─── Excerpt provided

Ganadhal  (also spelled as Ganadhala) is a village near Gillesugur village in the Raichur taluk of Raichur district in the Indian state of Karnataka. Ganadhal is famous for the Sri Panchamukhi Hanuman Temple where Sri Raghavendra Swamiji did penance for 12 years. Ganadhal can be reached from Raichur and Mantralayam.

Legend
The legend of this temple dates back to Ramayana. According to it, when Ravana lost all his sons and commanders, he summoned his step-brother Ahiravan/Mahiravana, who was an adept in Maya (illusion). Hearing this, Vibheeshana (Ravana's righteous brother, who sided with Rama), warned Rama and the other Vanaras. As per Rama's instruction, Hanuman built a fortress from his tail, where Rama, Lakshmana and the Vanaras were protected. The discus Sudarshana stood at the top of the fortress.

Mahiravana, who learned of this, assumed the form of Vibheeshana and approached Hanuman at night, saying that he had got a few magical threads, which could protect Rama from demons. The unsuspecting Hanuman let him in. He rendered Rama and Lakshmana unconscious, turned them into dolls an escaped to Manivarthanapura, his capital city in Patala. When Hanuman saw the real Vibheeshana outside, he doubted him. But, he soon realised the truth and entered, only to find all the Vanaras unconscious and Rama-Lakshmana missing. Hanuman repented and decided to himself bring them back. Vibheeshana informed him that there were two gateways to Mahiravana's palace; one was in Ravana's palace, the other was through a cave in present-day Ganadhal. Hanuman went through the cave and soon reached Manivarthanapura. He saw that a dark lady with blood-red eyes stopped him. Hanuman informed her about his mission of saving Rama. She said "I am Yerukalamma, the guardian of this city. No one can enter here without my permission. But Mahiravana is doomed. His death is approaching him." and let him in.

──────

### Problem to work on
Write what comes next in the passage on Ganadhal and its Hanuman temple legend, picking up after its last sentence. The records have nothing to do with this.

─── Dataset records

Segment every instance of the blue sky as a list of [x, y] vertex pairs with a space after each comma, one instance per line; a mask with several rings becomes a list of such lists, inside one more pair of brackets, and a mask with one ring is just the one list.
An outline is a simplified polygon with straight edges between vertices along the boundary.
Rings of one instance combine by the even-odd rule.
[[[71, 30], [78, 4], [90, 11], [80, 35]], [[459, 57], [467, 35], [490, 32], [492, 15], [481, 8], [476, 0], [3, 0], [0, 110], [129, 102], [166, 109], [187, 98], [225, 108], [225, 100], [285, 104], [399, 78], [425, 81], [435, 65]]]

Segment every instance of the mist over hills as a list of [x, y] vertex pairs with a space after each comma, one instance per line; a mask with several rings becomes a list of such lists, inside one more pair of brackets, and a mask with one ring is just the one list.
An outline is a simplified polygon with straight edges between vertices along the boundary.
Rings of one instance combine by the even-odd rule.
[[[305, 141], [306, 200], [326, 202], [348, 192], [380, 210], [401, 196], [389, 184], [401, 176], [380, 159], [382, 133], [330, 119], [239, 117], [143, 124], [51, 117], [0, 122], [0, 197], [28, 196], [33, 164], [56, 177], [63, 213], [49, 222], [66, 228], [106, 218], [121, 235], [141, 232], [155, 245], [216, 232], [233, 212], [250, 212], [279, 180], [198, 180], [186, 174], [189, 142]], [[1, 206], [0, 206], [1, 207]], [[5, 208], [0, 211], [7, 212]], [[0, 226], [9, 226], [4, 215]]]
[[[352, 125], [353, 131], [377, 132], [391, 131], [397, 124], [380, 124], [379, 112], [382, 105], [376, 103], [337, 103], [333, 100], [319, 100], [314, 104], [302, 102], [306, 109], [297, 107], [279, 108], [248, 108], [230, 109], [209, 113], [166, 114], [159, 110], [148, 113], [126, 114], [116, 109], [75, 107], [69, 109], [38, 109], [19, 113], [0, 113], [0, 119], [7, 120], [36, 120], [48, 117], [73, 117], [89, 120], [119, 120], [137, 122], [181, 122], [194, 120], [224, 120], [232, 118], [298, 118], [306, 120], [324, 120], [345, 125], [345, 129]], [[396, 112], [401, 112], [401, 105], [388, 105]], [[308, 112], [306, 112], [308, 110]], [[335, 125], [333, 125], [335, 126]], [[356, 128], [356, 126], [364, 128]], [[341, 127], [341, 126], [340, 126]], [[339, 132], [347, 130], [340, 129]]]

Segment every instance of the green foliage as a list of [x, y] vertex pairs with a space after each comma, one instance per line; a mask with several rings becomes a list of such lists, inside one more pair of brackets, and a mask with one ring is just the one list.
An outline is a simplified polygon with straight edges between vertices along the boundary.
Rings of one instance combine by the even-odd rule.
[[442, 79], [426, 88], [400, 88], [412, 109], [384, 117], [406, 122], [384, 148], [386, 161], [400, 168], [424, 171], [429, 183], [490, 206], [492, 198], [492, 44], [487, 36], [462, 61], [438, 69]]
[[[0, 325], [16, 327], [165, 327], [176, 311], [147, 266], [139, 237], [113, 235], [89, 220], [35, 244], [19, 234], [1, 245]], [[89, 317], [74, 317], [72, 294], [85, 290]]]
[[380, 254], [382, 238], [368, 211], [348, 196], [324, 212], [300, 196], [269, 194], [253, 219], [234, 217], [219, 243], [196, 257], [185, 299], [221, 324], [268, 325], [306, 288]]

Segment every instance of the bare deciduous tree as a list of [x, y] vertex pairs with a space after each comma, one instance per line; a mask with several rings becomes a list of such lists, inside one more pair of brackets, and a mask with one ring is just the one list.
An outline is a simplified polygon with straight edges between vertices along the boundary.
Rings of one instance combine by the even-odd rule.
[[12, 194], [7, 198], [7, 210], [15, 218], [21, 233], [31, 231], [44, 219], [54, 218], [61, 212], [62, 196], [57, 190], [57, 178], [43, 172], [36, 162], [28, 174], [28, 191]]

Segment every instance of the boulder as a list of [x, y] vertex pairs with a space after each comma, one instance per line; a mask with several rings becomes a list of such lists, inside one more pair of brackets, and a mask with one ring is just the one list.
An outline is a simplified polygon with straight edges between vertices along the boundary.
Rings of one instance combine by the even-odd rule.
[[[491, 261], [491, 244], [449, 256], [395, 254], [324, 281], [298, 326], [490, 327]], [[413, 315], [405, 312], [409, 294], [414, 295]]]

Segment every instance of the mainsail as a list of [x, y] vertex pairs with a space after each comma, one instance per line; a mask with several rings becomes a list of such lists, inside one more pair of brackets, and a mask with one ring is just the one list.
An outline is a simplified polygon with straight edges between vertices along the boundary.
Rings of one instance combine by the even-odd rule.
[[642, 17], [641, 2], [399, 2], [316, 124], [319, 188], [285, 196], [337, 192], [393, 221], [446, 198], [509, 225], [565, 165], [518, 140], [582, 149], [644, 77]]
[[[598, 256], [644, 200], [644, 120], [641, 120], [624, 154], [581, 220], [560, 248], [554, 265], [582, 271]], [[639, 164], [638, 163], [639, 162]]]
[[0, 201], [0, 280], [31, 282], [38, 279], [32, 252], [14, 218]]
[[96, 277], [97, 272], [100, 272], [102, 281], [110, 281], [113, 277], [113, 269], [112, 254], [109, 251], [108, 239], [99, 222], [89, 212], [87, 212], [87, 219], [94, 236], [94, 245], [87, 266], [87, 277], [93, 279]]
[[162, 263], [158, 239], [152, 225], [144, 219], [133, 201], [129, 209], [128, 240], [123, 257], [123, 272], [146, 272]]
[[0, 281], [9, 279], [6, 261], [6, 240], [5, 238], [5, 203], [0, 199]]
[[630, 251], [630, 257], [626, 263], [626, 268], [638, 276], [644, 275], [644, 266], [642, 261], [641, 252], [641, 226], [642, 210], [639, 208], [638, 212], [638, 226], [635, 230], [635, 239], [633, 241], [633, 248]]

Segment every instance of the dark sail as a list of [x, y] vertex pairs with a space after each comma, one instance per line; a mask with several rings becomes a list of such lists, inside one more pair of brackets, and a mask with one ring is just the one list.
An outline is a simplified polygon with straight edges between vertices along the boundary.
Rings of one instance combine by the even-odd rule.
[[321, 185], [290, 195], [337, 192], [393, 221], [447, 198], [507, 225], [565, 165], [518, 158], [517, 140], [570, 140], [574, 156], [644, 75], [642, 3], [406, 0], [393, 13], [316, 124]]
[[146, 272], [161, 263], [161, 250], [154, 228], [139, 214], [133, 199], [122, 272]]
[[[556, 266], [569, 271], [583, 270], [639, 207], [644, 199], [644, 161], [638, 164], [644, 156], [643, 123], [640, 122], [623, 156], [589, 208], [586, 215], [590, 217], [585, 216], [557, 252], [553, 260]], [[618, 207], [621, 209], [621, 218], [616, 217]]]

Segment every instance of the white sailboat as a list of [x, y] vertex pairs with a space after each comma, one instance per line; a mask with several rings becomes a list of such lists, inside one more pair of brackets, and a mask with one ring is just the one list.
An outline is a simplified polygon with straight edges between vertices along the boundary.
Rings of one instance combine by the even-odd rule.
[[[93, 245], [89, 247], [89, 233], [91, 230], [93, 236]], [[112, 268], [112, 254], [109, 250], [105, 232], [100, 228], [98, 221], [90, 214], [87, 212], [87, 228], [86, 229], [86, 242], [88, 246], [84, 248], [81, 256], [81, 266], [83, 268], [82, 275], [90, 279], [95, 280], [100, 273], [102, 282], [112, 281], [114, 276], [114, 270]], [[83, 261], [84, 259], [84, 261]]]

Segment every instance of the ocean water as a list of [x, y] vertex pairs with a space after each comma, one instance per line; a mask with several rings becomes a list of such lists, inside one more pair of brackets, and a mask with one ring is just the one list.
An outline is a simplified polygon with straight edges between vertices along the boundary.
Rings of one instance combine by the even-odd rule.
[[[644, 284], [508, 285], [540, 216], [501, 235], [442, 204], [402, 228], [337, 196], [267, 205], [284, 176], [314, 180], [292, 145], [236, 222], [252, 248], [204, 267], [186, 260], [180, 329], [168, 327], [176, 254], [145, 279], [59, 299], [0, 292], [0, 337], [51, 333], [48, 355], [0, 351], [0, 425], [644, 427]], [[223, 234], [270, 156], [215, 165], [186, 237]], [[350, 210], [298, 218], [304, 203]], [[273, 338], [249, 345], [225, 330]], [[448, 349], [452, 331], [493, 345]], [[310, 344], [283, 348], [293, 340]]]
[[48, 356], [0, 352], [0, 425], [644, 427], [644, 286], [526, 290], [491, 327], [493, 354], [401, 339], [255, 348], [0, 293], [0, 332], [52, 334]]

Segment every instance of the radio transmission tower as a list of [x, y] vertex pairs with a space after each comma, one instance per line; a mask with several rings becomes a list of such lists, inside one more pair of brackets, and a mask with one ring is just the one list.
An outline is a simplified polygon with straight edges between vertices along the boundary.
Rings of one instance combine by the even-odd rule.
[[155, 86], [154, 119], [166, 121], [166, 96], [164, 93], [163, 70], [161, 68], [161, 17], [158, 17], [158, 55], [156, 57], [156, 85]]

──────

### Exercise result
As Hanuman entered, he encountered a Vanara, who fought with him. When Hanuman defeated him, a damsel named Deerghadehi came and said "Oh lord, spare him. He is your own son. While you were building a bridge to Lanka, I drank your sweat drops, and he was born. Please bless him. I have named him Mastyavallabha" Hanuman blessed him and proceeding further, was surprised to see another damsel crying and calling Rama's name. He silently approached her and learnt that she was Chandrasena, who had wished to marry Vishnu, but was abducted by Mahiravana. Hanuman also learnt that Mahiravana's soul was not in his body, and was somewhere hidden. He asked her to pretend to love Mahiravana and learn from him about his soul. Hanuman also met Rama-Lakshmana, who were imprisoned in the temple of Yerukalamma. He bowed to them and said that he would soon free them and take them back. Then, he caused havoc in Manivarthanapura by killing demons. Mahiravana, who tried to kill him, was rendered unconscious.

Later, when he approached Chandrasena, she pretended to love him, and asked him to marry her as soon as possible. She said "What will happen if you suddenly die?". Mahiravana said "Don't worry. My soul is in the form of five bees, that wander outside the earth. Their humming is fatal, and they live under a rock near the entrance to my city. Only if they are killed together, I can die." After he left, Chandrasena reported everything to Hanuman, who thanked her and approached the rock.

He thought "If I had five faces, I could have swallowed all five bees at once. Oh Sri Rama, help me" and he started praying. Instantly, a new strength enveloped him, and he assumed the form of having five faces (one his own, the others Varaha, Garuda, Narasimha and Hayagriva) and swallowed all five bees at once. At the same time, Mahiravana, who was preparing to sacrifice Rama-Lakshmana, fell down and died. Rama, who was set free, blessed Chandrasena and returned to the Vanara camp, along with Hanuman and Lakshmana.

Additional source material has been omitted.